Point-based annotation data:
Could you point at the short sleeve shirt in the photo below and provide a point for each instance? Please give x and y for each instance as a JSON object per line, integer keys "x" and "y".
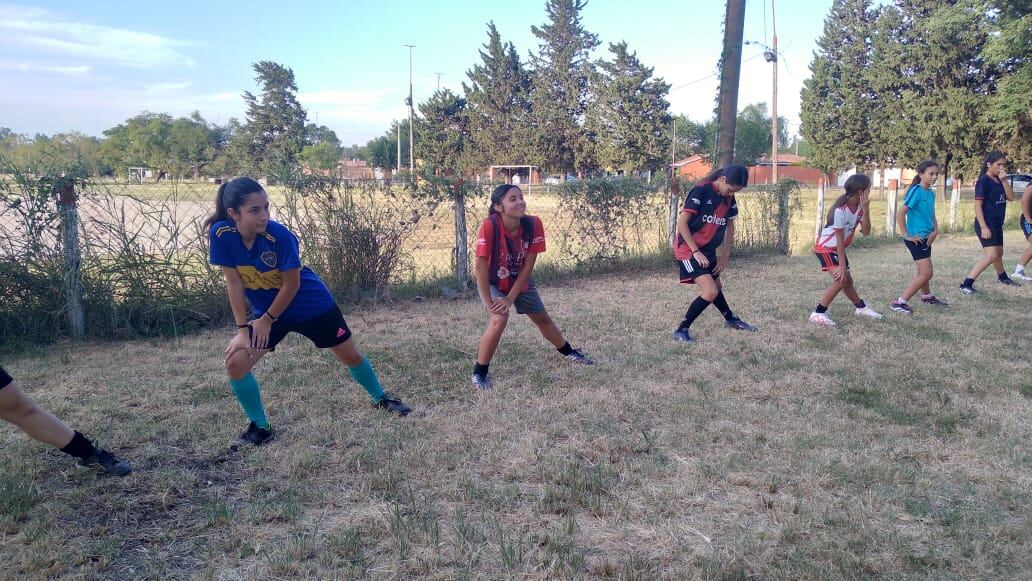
{"x": 994, "y": 200}
{"x": 272, "y": 253}
{"x": 845, "y": 220}
{"x": 921, "y": 211}
{"x": 709, "y": 213}
{"x": 511, "y": 254}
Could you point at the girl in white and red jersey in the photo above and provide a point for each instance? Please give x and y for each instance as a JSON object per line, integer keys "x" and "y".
{"x": 850, "y": 210}
{"x": 508, "y": 245}
{"x": 702, "y": 248}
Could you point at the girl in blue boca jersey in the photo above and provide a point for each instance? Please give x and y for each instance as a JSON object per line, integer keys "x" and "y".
{"x": 261, "y": 262}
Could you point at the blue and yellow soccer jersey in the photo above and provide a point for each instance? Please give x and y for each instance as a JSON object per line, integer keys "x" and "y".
{"x": 275, "y": 251}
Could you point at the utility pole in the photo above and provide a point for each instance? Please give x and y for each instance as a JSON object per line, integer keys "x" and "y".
{"x": 412, "y": 115}
{"x": 731, "y": 68}
{"x": 773, "y": 61}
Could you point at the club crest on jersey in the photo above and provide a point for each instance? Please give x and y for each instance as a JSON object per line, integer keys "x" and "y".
{"x": 268, "y": 258}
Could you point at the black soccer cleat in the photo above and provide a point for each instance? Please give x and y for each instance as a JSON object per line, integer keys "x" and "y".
{"x": 393, "y": 405}
{"x": 107, "y": 462}
{"x": 257, "y": 436}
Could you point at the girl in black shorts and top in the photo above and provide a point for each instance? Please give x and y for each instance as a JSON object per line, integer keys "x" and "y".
{"x": 508, "y": 245}
{"x": 992, "y": 192}
{"x": 920, "y": 228}
{"x": 261, "y": 262}
{"x": 1027, "y": 230}
{"x": 702, "y": 248}
{"x": 850, "y": 210}
{"x": 19, "y": 410}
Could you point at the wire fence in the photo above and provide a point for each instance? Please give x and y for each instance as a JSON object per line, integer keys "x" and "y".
{"x": 107, "y": 259}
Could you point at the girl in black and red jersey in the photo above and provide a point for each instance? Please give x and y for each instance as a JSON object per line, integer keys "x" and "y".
{"x": 705, "y": 230}
{"x": 508, "y": 245}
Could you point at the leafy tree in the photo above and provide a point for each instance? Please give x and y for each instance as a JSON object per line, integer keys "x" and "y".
{"x": 627, "y": 119}
{"x": 837, "y": 104}
{"x": 561, "y": 68}
{"x": 498, "y": 107}
{"x": 272, "y": 134}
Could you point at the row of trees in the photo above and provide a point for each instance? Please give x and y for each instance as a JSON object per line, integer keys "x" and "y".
{"x": 897, "y": 83}
{"x": 275, "y": 135}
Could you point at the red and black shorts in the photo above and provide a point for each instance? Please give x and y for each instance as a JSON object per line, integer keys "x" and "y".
{"x": 689, "y": 268}
{"x": 829, "y": 259}
{"x": 328, "y": 329}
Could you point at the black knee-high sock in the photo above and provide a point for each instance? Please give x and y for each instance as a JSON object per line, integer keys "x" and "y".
{"x": 721, "y": 304}
{"x": 79, "y": 447}
{"x": 695, "y": 310}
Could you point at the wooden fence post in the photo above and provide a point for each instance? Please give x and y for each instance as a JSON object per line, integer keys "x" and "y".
{"x": 955, "y": 199}
{"x": 820, "y": 208}
{"x": 891, "y": 210}
{"x": 73, "y": 276}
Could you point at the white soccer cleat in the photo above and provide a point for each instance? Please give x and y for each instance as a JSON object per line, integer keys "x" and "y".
{"x": 821, "y": 319}
{"x": 868, "y": 312}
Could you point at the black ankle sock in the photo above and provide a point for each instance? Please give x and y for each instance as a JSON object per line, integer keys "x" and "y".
{"x": 79, "y": 447}
{"x": 721, "y": 304}
{"x": 695, "y": 310}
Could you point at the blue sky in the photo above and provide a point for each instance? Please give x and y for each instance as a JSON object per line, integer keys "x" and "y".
{"x": 88, "y": 66}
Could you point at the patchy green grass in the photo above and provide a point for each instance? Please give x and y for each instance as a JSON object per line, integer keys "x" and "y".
{"x": 894, "y": 448}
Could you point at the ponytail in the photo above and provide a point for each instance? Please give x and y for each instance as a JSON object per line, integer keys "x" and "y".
{"x": 496, "y": 196}
{"x": 231, "y": 195}
{"x": 855, "y": 185}
{"x": 923, "y": 167}
{"x": 992, "y": 158}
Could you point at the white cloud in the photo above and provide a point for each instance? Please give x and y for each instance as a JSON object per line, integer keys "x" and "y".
{"x": 54, "y": 33}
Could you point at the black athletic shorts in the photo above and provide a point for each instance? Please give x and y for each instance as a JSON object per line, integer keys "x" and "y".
{"x": 328, "y": 329}
{"x": 918, "y": 251}
{"x": 995, "y": 239}
{"x": 829, "y": 260}
{"x": 689, "y": 269}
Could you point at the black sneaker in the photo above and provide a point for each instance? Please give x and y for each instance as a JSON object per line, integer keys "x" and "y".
{"x": 107, "y": 461}
{"x": 393, "y": 405}
{"x": 736, "y": 323}
{"x": 257, "y": 436}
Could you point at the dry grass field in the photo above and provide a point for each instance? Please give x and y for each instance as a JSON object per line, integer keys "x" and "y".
{"x": 894, "y": 448}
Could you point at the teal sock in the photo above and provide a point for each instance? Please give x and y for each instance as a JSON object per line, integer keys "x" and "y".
{"x": 249, "y": 395}
{"x": 366, "y": 378}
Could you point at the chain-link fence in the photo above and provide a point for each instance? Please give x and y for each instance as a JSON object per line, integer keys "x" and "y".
{"x": 137, "y": 264}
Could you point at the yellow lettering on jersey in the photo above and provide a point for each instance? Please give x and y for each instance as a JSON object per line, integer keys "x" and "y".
{"x": 259, "y": 281}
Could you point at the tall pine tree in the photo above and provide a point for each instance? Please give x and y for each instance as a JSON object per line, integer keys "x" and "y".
{"x": 498, "y": 96}
{"x": 629, "y": 118}
{"x": 561, "y": 68}
{"x": 837, "y": 103}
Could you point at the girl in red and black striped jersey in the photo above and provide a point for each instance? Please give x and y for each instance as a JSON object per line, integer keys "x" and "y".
{"x": 508, "y": 245}
{"x": 705, "y": 231}
{"x": 850, "y": 210}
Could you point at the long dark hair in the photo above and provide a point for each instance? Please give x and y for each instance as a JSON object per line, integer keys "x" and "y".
{"x": 855, "y": 185}
{"x": 923, "y": 167}
{"x": 496, "y": 195}
{"x": 232, "y": 194}
{"x": 735, "y": 174}
{"x": 992, "y": 158}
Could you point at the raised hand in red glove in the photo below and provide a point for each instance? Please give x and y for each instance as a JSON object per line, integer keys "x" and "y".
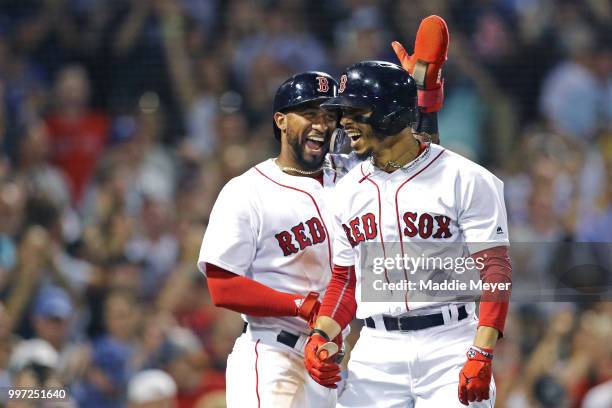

# YOUR TASK
Without including any picture, repeat the data exactly.

# SOLUTION TO THE PROBLEM
Could you point at the short sleeve shirt in the photo below and provide a point for each instance? Please give x and y for each instance as a JSON object per line, integer keys "x" and "y".
{"x": 994, "y": 200}
{"x": 272, "y": 253}
{"x": 845, "y": 220}
{"x": 921, "y": 211}
{"x": 709, "y": 213}
{"x": 511, "y": 254}
Could you point at the girl in white and red jersey in the photo above and provide a point for each instance? Please give x and y for each instance as a JSON object per line, integer keys "x" and "y".
{"x": 850, "y": 210}
{"x": 508, "y": 245}
{"x": 702, "y": 248}
Could you point at the girl in blue boca jersey in the photo above and provide a point for each instance? Please give x and y for each instance as a JSON object per line, integer keys "x" and "y".
{"x": 261, "y": 262}
Could you point at the blue and yellow soccer jersey in the photo above and provide a point for each instance? Please give x and y for each instance as a JSON object per line, integer keys "x" and "y".
{"x": 275, "y": 251}
Could you point at the utility pole in the photo above and provide a point for each instance? Please give x and y for each instance as a JSON object per line, integer keys "x" and "y".
{"x": 412, "y": 115}
{"x": 731, "y": 68}
{"x": 773, "y": 61}
Could you point at the club crest on jersey in the photo above and provide a point for each instance? Please give x and y for each instance as a JSON object per line, integer keys "x" and "y".
{"x": 268, "y": 258}
Could you point at the black soccer cleat in the photo above and provide a point for each instance? Please give x and y for each instance as a JSON object per line, integer keys "x" and "y".
{"x": 393, "y": 405}
{"x": 107, "y": 462}
{"x": 257, "y": 436}
Could you point at the girl in black shorts and top in the photo above and provide a point for each instance? Please give x and y for each instance as a JSON object per line, integer keys "x" and "y".
{"x": 508, "y": 245}
{"x": 992, "y": 192}
{"x": 920, "y": 228}
{"x": 261, "y": 262}
{"x": 1027, "y": 230}
{"x": 702, "y": 248}
{"x": 850, "y": 210}
{"x": 19, "y": 410}
Could you point at the wire fence in the photo above and provide a point for each instance? Please give x and y for each instance as a JSON object per line, integer keys "x" and "y".
{"x": 107, "y": 259}
Could you point at the girl in black and red jersey in the photo above and provide a point for each instance? Please give x and y for each instance as a JSON object per line, integer keys "x" and "y".
{"x": 705, "y": 230}
{"x": 508, "y": 245}
Could you point at the leafy tree in the photo above and provide a point for each instance? Please give x and y for each instance as a JSON object per line, integer keys "x" and "y".
{"x": 627, "y": 119}
{"x": 837, "y": 104}
{"x": 561, "y": 68}
{"x": 498, "y": 107}
{"x": 272, "y": 134}
Could you point at the row of trees in the photo above and provide a point for each instance? Please give x and y for each instance as a JSON object per line, integer keys "x" and "y".
{"x": 897, "y": 83}
{"x": 275, "y": 135}
Could you point at the red and black shorts in the photo above and provide a point for each instance? Please give x and y for each instance as a JSON object per line, integer keys "x" and "y".
{"x": 689, "y": 268}
{"x": 829, "y": 259}
{"x": 328, "y": 329}
Could you point at the black knee-high sock in the photo above and provide a point for each instance? Please give x and y for each instance as a JSON object per line, integer keys "x" and "y".
{"x": 721, "y": 304}
{"x": 79, "y": 447}
{"x": 695, "y": 310}
Could you point at the wooden fence post in the photo above and provide a point for each instance? Please give x and y for each instance as a JSON object per line, integer keys "x" and "y".
{"x": 955, "y": 199}
{"x": 820, "y": 208}
{"x": 891, "y": 210}
{"x": 73, "y": 276}
Could you point at the white soccer cleat in the photo above and provide a point for each instance? Please give x and y for each instance as a JSON object per line, integer keys "x" and "y".
{"x": 821, "y": 319}
{"x": 868, "y": 312}
Could you point at the black ankle sock in the photo above and provide a point for each instance? Please give x and y for each instance as a JSON object per line, integer keys "x" and "y".
{"x": 79, "y": 447}
{"x": 721, "y": 304}
{"x": 695, "y": 310}
Could you point at the blue sky in the photo above and provide a point for each instance? Please give x and y for each instance as a JSON object per line, integer keys "x" and "y".
{"x": 88, "y": 66}
Could you point at the patchy green grass in the photo above and provide a point for each instance? Please give x and y for each instance as a JSON object per line, integer keys "x" and "y".
{"x": 894, "y": 448}
Could you point at the ponytail in the photo above and provide a point for each instance? Please give x and y for each instance as a JSON object per line, integer keys "x" and "y".
{"x": 496, "y": 196}
{"x": 231, "y": 195}
{"x": 855, "y": 185}
{"x": 923, "y": 167}
{"x": 992, "y": 158}
Could you point at the white cloud in the photo above and provide a point for each instance? Please give x and y for each instance as a JSON object per line, integer keys "x" and "y".
{"x": 54, "y": 33}
Could you point at the black athletic shorts in the photo above and provide a point for each instance? Please give x and y for each instance as a JSON object per line, integer keys "x" and "y".
{"x": 328, "y": 329}
{"x": 918, "y": 251}
{"x": 995, "y": 239}
{"x": 829, "y": 260}
{"x": 689, "y": 269}
Could you point at the black sneaker in the photo above and provide a point for each instance? Please give x and y for each instance as a JSON object per line, integer keys "x" and "y".
{"x": 107, "y": 461}
{"x": 393, "y": 405}
{"x": 736, "y": 323}
{"x": 257, "y": 436}
Could you point at the dry grass field in the photo above and provide a point for each instance? Please give x and y for each instance as a JSON object per line, integer keys "x" and "y".
{"x": 894, "y": 448}
Could you point at the teal sock in the photo above and provide a point for each instance? Please give x and y for each instance as a JSON object per line, integer keys "x" and "y".
{"x": 249, "y": 395}
{"x": 366, "y": 378}
Could you point at the chain-link fence in the photo above and provide a point for each instance? Please give x and y for each instance as a JSON object per line, integer keys "x" and "y".
{"x": 137, "y": 264}
Could you point at the yellow lettering on jersey in the photo above and provide a point for each instance? Please give x and y for each instance as a JSON object per line, integer keys "x" and "y".
{"x": 259, "y": 281}
Could you point at the tall pine tree in the photo above and provide a point for each instance? Please give x and y for each instance as a JSON object per line, integer keys "x" and "y".
{"x": 498, "y": 96}
{"x": 629, "y": 118}
{"x": 561, "y": 68}
{"x": 837, "y": 103}
Could you point at the girl in red and black striped jersey in the photo above and provide a point for each instance? Please give x and y for each instance as a JSON object per line, integer keys "x" and "y".
{"x": 508, "y": 245}
{"x": 705, "y": 231}
{"x": 850, "y": 210}
Could you point at the long dark hair in the photo above and provide a point for each instance? Please give x and y for each instance as a JSON object per line, integer keys "x" and "y".
{"x": 855, "y": 185}
{"x": 923, "y": 167}
{"x": 496, "y": 195}
{"x": 232, "y": 194}
{"x": 735, "y": 174}
{"x": 992, "y": 158}
Could you point at the raised hand in red glove in the photo below and provide a point for each instance? Please give x and y for each instance as a JSON object per line, integer keys "x" and "y".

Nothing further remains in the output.